Data for the task:
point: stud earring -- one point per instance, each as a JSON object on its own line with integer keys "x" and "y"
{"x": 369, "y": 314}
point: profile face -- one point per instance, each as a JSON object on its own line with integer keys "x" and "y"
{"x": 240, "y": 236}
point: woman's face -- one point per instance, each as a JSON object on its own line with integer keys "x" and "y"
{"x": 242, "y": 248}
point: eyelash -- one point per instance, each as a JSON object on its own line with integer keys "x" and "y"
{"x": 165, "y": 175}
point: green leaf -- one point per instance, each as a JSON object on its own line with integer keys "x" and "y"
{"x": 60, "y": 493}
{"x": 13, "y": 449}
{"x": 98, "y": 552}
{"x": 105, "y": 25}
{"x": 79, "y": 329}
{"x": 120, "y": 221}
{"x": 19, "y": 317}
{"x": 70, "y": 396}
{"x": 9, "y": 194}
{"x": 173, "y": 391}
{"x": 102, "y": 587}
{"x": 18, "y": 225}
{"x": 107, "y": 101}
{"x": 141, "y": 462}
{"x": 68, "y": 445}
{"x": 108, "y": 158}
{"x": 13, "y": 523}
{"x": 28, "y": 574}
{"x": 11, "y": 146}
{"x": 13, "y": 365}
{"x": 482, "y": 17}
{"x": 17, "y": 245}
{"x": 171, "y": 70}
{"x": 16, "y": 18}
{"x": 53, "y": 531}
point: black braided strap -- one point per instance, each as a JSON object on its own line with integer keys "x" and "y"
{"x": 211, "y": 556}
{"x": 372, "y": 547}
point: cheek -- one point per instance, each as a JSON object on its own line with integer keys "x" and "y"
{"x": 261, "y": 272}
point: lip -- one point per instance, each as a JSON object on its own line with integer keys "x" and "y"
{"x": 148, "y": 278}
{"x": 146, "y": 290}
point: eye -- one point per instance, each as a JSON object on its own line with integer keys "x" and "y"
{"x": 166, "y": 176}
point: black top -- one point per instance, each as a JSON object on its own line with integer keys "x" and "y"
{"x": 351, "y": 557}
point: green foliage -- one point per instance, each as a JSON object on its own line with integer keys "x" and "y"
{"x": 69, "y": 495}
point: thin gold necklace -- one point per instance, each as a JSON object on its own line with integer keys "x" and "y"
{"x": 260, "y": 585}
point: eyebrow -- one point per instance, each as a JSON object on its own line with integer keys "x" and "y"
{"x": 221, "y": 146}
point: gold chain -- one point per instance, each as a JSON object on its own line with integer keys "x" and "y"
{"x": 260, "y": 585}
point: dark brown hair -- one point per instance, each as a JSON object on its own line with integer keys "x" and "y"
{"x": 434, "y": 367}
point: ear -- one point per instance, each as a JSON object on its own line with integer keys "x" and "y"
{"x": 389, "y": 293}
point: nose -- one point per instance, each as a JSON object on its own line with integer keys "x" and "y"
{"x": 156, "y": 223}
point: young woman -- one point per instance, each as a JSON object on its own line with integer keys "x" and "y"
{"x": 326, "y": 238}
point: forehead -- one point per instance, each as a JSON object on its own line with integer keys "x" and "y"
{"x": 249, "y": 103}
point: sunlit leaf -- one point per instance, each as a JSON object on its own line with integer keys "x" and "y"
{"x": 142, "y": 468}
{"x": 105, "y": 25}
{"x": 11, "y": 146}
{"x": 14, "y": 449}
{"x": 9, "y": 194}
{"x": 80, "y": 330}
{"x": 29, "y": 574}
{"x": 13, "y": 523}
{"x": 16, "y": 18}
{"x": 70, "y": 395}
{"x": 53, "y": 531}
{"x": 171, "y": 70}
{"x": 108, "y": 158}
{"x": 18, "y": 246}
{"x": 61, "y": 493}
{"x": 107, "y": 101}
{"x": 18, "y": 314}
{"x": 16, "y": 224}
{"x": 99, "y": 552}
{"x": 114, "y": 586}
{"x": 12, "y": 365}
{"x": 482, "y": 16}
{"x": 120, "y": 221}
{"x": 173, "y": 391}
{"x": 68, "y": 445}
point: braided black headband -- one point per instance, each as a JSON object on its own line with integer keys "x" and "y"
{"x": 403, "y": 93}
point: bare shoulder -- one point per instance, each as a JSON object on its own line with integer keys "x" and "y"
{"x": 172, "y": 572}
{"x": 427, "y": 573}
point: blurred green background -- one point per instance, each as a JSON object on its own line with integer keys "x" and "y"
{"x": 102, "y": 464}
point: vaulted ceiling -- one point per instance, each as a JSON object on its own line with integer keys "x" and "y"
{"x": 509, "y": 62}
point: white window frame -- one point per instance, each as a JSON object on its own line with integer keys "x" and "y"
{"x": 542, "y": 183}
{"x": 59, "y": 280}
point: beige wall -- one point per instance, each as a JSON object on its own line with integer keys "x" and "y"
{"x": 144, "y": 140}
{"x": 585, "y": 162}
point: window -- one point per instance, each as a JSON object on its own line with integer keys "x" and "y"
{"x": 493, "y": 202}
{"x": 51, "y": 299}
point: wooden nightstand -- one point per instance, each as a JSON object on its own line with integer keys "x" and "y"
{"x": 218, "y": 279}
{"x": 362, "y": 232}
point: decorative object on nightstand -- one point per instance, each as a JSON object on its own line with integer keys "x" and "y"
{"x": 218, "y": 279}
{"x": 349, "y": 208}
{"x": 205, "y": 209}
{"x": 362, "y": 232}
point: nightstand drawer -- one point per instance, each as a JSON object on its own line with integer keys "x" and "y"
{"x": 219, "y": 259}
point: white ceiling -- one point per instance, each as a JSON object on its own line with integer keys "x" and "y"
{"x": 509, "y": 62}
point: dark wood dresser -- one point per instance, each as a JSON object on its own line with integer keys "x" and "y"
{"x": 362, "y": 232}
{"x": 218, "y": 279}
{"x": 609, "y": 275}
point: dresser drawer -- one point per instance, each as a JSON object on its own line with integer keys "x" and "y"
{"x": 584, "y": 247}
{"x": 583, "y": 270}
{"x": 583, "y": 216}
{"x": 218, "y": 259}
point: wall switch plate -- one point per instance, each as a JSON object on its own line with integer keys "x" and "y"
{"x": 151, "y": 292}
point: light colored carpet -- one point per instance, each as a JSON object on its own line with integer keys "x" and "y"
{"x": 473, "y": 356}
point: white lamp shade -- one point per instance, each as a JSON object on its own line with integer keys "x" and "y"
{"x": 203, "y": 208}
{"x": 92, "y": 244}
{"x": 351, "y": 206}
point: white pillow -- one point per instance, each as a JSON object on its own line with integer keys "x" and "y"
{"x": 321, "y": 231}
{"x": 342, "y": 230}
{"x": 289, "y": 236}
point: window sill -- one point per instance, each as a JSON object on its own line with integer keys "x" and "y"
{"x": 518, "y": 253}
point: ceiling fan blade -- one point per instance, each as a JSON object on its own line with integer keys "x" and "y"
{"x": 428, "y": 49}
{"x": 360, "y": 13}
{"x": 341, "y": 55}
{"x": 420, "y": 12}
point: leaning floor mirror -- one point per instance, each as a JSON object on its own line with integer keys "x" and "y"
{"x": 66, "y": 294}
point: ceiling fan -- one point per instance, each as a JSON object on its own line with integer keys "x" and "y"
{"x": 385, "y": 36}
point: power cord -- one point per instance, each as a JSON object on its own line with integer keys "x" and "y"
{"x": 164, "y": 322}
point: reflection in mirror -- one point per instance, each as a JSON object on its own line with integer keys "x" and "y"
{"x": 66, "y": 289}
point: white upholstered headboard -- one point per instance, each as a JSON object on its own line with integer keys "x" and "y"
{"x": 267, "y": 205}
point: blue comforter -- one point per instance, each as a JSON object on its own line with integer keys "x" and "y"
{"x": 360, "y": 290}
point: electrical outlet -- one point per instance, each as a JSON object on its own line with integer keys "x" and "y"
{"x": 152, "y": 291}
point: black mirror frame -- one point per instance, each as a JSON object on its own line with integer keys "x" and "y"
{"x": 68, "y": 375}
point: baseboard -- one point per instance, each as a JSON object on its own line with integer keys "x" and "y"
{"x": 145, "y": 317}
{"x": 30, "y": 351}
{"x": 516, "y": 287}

Problem: Reproduce exactly the line that holds "point: white upholstered", then every line after it, ending with the final line of the records above.

Solved exercise:
point: white upholstered headboard -- one point per instance, each as a JSON object on its own line with integer keys "x" and "y"
{"x": 267, "y": 205}
point: blue comforter -- one point per instance, each as a JSON object on its own line with integer keys "x" and "y"
{"x": 360, "y": 290}
point: electrical outlet -- one point per instance, each as a JSON object on its own line with integer keys "x" and "y"
{"x": 152, "y": 291}
point: black mirror frame -- one point per instance, each as a JSON object on its own line with integer keys "x" and "y"
{"x": 68, "y": 375}
point: baseboard -- one point per instance, each as a JSON object on its own line with integer keys "x" and "y"
{"x": 145, "y": 317}
{"x": 30, "y": 351}
{"x": 516, "y": 287}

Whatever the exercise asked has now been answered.